Could you reproduce each of the records below line for line, omitting the pictures?
━━━ RECORDED INFORMATION ━━━
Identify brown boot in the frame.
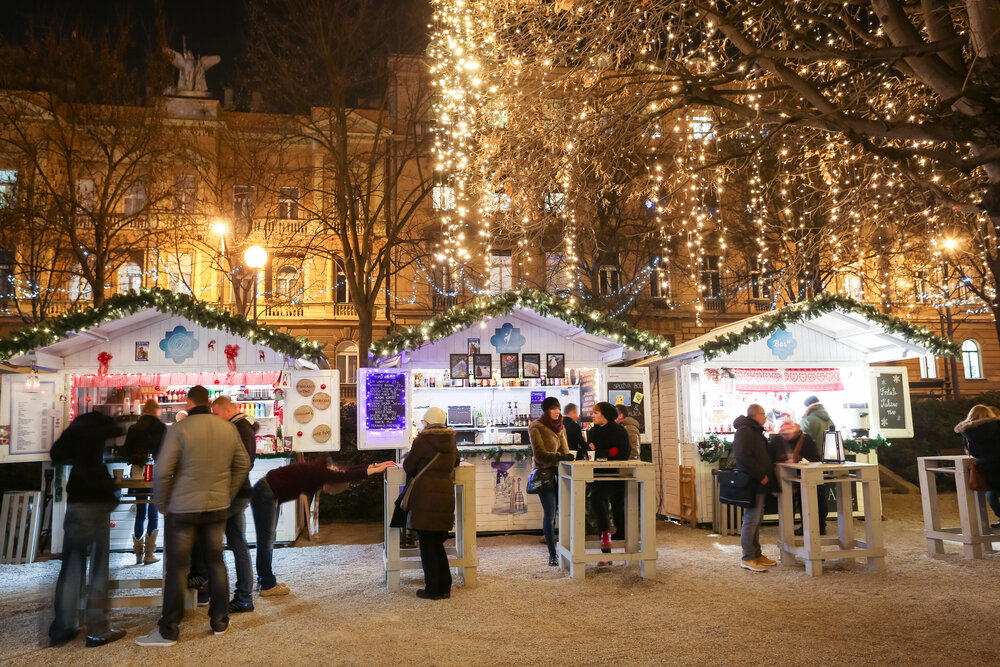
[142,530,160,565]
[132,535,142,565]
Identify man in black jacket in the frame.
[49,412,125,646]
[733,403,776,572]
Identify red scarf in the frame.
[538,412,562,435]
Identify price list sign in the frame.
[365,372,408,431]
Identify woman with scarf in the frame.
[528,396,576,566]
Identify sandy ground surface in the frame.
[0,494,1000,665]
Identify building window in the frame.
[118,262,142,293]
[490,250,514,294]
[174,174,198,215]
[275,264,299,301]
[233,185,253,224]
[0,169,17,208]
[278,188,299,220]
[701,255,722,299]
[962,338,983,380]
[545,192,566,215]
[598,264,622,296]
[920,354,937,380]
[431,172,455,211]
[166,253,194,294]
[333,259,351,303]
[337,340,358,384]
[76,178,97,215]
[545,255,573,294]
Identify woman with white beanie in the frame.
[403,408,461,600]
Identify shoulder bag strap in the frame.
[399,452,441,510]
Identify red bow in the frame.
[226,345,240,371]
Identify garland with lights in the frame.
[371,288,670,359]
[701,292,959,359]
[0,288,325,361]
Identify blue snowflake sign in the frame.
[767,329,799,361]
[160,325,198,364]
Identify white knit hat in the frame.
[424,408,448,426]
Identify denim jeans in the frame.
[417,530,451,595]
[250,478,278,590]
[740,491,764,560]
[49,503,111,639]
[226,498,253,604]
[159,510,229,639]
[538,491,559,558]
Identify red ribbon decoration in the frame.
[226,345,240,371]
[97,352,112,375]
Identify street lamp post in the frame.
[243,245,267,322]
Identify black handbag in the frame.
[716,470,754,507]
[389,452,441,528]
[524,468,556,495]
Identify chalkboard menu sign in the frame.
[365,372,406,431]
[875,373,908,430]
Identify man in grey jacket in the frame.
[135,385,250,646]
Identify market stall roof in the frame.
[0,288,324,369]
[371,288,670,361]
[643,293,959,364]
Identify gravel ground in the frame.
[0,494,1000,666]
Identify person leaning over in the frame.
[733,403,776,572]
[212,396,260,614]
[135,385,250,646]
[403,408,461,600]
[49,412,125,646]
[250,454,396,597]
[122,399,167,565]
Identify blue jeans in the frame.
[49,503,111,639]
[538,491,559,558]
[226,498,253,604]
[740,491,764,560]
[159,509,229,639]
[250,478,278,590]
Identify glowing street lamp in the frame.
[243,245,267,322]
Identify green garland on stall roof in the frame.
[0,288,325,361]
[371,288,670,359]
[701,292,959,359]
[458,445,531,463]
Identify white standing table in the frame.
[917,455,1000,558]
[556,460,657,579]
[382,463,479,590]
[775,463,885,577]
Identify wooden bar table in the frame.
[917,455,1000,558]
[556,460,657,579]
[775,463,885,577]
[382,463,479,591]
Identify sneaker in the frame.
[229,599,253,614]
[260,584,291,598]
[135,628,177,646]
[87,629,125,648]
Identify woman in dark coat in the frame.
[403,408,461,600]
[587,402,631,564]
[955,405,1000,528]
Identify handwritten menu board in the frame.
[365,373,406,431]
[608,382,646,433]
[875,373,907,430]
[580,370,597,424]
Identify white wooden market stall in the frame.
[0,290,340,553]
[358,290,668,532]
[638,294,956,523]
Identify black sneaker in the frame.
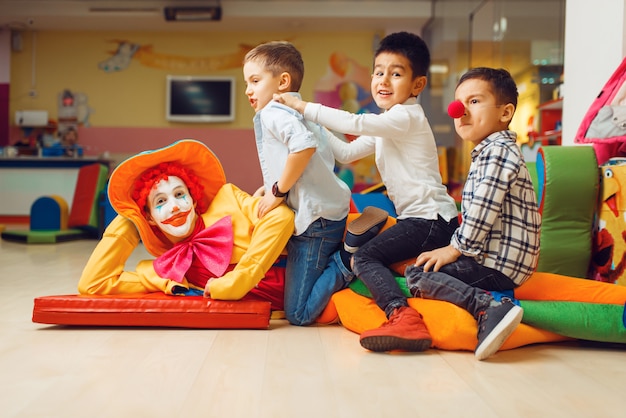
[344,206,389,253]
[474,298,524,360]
━━━
#### [EXERCISE OUTPUT]
Identify brown boot in the frame.
[142,530,160,565]
[132,535,142,565]
Identify man in black jacket in the frame.
[49,412,125,646]
[733,403,776,572]
Identify red scarf in the frame.
[538,412,562,435]
Identify price list sign in the frame.
[365,372,408,431]
Identify woman with scarf in the frame.
[528,396,576,566]
Identify sandy ground surface in the frame.
[0,494,1000,665]
Identify building window in the frame.
[118,262,142,293]
[490,250,514,294]
[174,174,198,215]
[275,264,299,301]
[233,185,253,224]
[0,169,17,208]
[278,188,299,220]
[701,255,722,299]
[962,338,983,380]
[545,192,566,215]
[598,264,622,296]
[920,354,937,380]
[431,172,455,211]
[166,253,194,294]
[333,259,351,303]
[337,340,358,384]
[76,178,97,215]
[545,255,573,294]
Identify woman with white beanie in the frame.
[403,408,461,600]
Identify shoulder bag strap in the frame.
[399,452,441,510]
Identify red bow in the frame.
[226,345,240,371]
Identify garland with lights in the frame.
[371,288,670,359]
[701,292,959,359]
[0,288,325,361]
Identify blue snowflake sign in the frame.
[767,329,799,361]
[160,325,198,364]
Identify white knit hat in the frame.
[424,408,448,426]
Identify denim jeans in the frame.
[417,530,451,595]
[250,478,278,590]
[740,491,764,560]
[49,503,111,639]
[226,498,253,604]
[159,510,229,639]
[538,491,559,558]
Identify red ribbon decoration in the frame.
[226,345,240,371]
[97,352,112,375]
Identify street lamp post in the frame.
[243,245,267,322]
Identify black handbag in the frame.
[716,470,754,507]
[389,452,441,528]
[524,468,556,495]
Identify chalkboard menu sign in the frame.
[365,372,406,431]
[875,373,908,430]
Identify man in grey jacket in the frame.
[135,385,250,646]
Identify market stall roof in the frame.
[0,288,324,369]
[371,288,670,361]
[643,293,959,364]
Identify gravel ground in the frame.
[0,494,1000,666]
Identify person leaning over in the frame.
[733,403,776,572]
[212,396,260,614]
[135,385,250,646]
[403,408,461,600]
[49,412,125,646]
[250,454,396,597]
[122,399,167,565]
Identify blue jeans in the frame.
[49,503,111,639]
[538,491,559,558]
[226,498,253,604]
[740,491,764,560]
[159,509,229,639]
[250,478,278,590]
Identify glowing street lamp in the frame.
[243,245,267,322]
Identify green garland on stall roof in the frame.
[0,288,325,361]
[371,288,670,359]
[701,292,959,359]
[458,445,531,463]
Identify white standing table in the frame.
[917,455,1000,558]
[556,460,657,579]
[382,463,479,590]
[775,463,885,577]
Identify wooden bar table in the frame.
[917,455,1000,558]
[556,460,657,579]
[775,463,885,577]
[382,463,479,591]
Identify sneaker in the frame.
[229,599,253,614]
[260,584,291,598]
[135,628,177,646]
[87,629,125,648]
Identify woman in dark coat in the frame.
[403,408,461,600]
[587,402,631,564]
[955,405,1000,528]
Identify handwritten menu board in the frame.
[365,373,406,431]
[608,382,646,433]
[875,373,907,430]
[580,370,597,424]
Identify white wooden market stall in the frame.
[0,290,340,553]
[358,290,668,532]
[638,294,956,523]
Identify black sneaker in the frame.
[344,206,389,253]
[474,298,524,360]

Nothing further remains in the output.